# [WHAT YOU HAVE TO DO]
Copy out the items below verbatim, beginning with the line that contains "Can you see the row" and ending with the line that contains "Can you see the grassy", both included.

# [INPUT]
■ ■ ■ ■ ■ ■ ■

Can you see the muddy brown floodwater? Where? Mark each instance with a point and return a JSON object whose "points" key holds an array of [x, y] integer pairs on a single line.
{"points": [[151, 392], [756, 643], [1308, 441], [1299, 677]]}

■ ■ ■ ■ ■ ■ ■

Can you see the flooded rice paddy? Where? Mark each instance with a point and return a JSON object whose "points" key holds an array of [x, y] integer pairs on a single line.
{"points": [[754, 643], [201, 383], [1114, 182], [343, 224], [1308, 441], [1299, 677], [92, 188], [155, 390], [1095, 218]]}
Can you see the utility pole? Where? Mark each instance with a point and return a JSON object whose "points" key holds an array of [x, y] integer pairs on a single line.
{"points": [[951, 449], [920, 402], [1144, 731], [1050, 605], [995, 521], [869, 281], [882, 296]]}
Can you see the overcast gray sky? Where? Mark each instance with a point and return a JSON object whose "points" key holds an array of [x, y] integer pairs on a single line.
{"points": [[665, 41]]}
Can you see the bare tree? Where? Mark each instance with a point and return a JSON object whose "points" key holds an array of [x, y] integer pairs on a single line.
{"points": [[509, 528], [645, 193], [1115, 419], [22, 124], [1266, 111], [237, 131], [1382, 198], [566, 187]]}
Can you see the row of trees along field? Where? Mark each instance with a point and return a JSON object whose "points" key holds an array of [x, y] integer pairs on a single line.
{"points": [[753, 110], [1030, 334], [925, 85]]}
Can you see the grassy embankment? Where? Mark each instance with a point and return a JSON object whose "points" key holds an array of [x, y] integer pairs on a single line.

■ ■ ■ ■ ■ ■ ■

# [RESPONSE TO THE EXERCISE]
Can you see the row of trees along field? Where? Mark each instance with a point and return a JSON object whose "points" key holds an array of [x, y] integer pairs on a single line.
{"points": [[753, 110], [1030, 334], [925, 85]]}
Can you see the grassy embankment? Where? Mark each instance with a point and return a JSON object whose "points" key holds an array of [x, y] integer pairs on a single line.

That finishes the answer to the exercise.